*Tasks to perform*:
- A) Quote the passage on international ecommerce laws in full, word for word.
- B) Print the records from the line with "Drop one marker on each instance of the blue shorts" to the line with "[[186, 43], [70, 74], [287, 50], [13, 122]]", keeping both of those lines and leaving out everything else.

-- begin Given passage --

There’s a new sheriff in town, and the ecommerce landscape no longer looks like the Wild West.

In this article, we’ll share the international ecommerce laws you must abide by if you want to stay on the right side of the law in nine global markets, including:

  1. The United States
  2. Canada
  3. The United Kingdom
  4. The European Union
  5. China
  6. India
  7. Australia
  8. New Zealand
  9. Mexico

A word of caution: This guide has been compiled to offer a general overview of international ecommerce laws for online sellers. It is not intended to provide or be relied on for legal advice. We always recommend speaking with a qualified legal advisor for specific advice about your individual legal requirements.    

Regional regulations with a global impact

Writing an article about international ecommerce laws without first referencing a regulation that impacts sellers everywhere would be impossible. The EU’s General Data Protection Regulation (GDPR) changed how the world dealt with consumer data before spawning a series of copycat regulations. These include the California Consumer Privacy Act (CCPA) and the subsequent California Privacy Rights Act (CPRA). Similar laws exist in territories all over the world. The good news is that these regulations largely mirror the EU’s GDPR. 

Technology companies invest a lot of time and effort to ensure they comply with regulations like GDPR. Therefore, you should be in a good place if you work with trusted technology providers and are not doing anything silly like moving data around on spreadsheets, email, and memory sticks.

Now we’ve got the law that everyone has heard of out of the way, let’s dive into some of the other international laws that impact online sellers.

Ecommerce laws and regulations in the United States 

For no reason other than our previous reference to the Wild West, let’s start with the United States. So, how does an online seller targeting US consumers stay on the right side of the law?

-- end Given passage --
-- begin Supplied information --

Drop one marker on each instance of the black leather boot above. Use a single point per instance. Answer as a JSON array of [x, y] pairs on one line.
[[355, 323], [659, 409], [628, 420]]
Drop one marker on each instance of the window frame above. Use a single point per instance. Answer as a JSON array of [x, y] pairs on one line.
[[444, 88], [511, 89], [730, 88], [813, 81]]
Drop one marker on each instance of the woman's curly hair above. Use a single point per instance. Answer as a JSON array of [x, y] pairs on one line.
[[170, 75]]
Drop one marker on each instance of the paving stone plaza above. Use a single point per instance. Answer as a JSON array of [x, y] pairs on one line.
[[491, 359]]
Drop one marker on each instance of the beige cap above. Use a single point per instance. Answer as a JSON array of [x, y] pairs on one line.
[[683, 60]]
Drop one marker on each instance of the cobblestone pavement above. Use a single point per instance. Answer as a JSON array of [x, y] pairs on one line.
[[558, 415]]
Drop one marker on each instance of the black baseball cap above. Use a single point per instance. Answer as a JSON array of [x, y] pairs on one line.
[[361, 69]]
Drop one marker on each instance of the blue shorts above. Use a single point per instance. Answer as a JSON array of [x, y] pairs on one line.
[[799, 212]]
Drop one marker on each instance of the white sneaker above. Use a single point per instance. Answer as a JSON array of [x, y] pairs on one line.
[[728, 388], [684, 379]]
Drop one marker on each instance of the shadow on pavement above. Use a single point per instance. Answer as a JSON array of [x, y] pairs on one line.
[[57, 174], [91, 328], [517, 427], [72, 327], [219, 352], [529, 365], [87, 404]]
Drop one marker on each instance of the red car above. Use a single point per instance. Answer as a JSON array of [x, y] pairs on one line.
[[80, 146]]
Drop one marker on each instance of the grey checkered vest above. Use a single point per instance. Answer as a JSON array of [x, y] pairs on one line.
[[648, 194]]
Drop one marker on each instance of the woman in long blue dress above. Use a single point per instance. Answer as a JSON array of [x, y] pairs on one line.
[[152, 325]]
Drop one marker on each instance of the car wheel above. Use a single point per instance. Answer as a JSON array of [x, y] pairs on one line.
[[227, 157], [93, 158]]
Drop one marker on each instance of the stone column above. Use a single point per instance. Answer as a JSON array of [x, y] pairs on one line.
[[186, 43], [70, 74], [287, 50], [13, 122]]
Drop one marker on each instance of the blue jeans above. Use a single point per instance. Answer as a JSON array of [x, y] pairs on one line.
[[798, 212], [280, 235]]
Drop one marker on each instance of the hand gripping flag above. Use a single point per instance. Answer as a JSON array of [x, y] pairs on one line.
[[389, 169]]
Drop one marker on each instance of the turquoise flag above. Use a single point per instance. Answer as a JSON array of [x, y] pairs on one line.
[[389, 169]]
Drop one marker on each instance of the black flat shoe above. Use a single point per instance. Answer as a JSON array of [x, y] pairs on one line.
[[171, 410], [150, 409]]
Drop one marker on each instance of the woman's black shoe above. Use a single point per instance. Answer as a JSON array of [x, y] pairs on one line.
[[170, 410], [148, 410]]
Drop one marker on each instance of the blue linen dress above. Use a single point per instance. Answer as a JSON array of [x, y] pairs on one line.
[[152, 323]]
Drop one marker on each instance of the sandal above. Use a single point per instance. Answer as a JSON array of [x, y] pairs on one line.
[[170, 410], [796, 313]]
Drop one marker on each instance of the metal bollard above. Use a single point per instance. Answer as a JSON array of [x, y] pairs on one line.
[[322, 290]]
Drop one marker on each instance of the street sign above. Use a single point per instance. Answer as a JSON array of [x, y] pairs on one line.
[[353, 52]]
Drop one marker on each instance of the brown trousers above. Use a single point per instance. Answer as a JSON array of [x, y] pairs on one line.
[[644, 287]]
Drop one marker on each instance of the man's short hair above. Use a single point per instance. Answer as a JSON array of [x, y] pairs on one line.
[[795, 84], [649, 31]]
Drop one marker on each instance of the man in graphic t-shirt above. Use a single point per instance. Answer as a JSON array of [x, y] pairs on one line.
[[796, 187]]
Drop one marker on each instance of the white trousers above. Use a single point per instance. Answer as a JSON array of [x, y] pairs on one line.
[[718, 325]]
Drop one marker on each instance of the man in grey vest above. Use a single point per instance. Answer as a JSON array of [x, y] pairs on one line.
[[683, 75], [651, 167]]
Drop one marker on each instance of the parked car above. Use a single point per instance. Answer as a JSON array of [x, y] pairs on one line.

-- end Supplied information --

*Solutions*:
- A)
There’s a new sheriff in town, and the ecommerce landscape no longer looks like the Wild West.

In this article, we’ll share the international ecommerce laws you must abide by if you want to stay on the right side of the law in nine global markets, including:

  1. The United States
  2. Canada
  3. The United Kingdom
  4. The European Union
  5. China
  6. India
  7. Australia
  8. New Zealand
  9. Mexico

A word of caution: This guide has been compiled to offer a general overview of international ecommerce laws for online sellers. It is not intended to provide or be relied on for legal advice. We always recommend speaking with a qualified legal advisor for specific advice about your individual legal requirements.    

Regional regulations with a global impact

Writing an article about international ecommerce laws without first referencing a regulation that impacts sellers everywhere would be impossible. The EU’s General Data Protection Regulation (GDPR) changed how the world dealt with consumer data before spawning a series of copycat regulations. These include the California Consumer Privacy Act (CCPA) and the subsequent California Privacy Rights Act (CPRA). Similar laws exist in territories all over the world. The good news is that these regulations largely mirror the EU’s GDPR. 

Technology companies invest a lot of time and effort to ensure they comply with regulations like GDPR. Therefore, you should be in a good place if you work with trusted technology providers and are not doing anything silly like moving data around on spreadsheets, email, and memory sticks.

Now we’ve got the law that everyone has heard of out of the way, let’s dive into some of the other international laws that impact online sellers.

Ecommerce laws and regulations in the United States 

For no reason other than our previous reference to the Wild West, let’s start with the United States. So, how does an online seller targeting US consumers stay on the right side of the law?

- B)
Drop one marker on each instance of the blue shorts above. Use a single point per instance. Answer as a JSON array of [x, y] pairs on one line.
[[799, 212]]
Drop one marker on each instance of the white sneaker above. Use a single point per instance. Answer as a JSON array of [x, y] pairs on one line.
[[728, 388], [684, 379]]
Drop one marker on each instance of the shadow on pavement above. Use a single point per instance. Answer as a JSON array of [x, y] pairs on one line.
[[57, 174], [91, 328], [517, 427], [72, 327], [219, 352], [529, 365], [87, 404]]
Drop one marker on each instance of the red car above. Use a single point per instance. Answer as a JSON array of [x, y] pairs on one line.
[[80, 146]]
Drop one marker on each instance of the grey checkered vest above. Use a single point per instance. Answer as a JSON array of [x, y] pairs on one line.
[[648, 194]]
Drop one marker on each instance of the woman in long blue dress above. Use a single point per instance. Answer as a JSON array of [x, y] pairs on one line.
[[152, 325]]
Drop one marker on each instance of the car wheel above. Use a single point per instance. Answer as a JSON array of [x, y] pairs on one line.
[[227, 157], [93, 158]]
Drop one marker on each instance of the stone column above. Use a single point per instance. Answer as a JSON array of [x, y] pairs on one line.
[[186, 43], [70, 74], [287, 50], [13, 122]]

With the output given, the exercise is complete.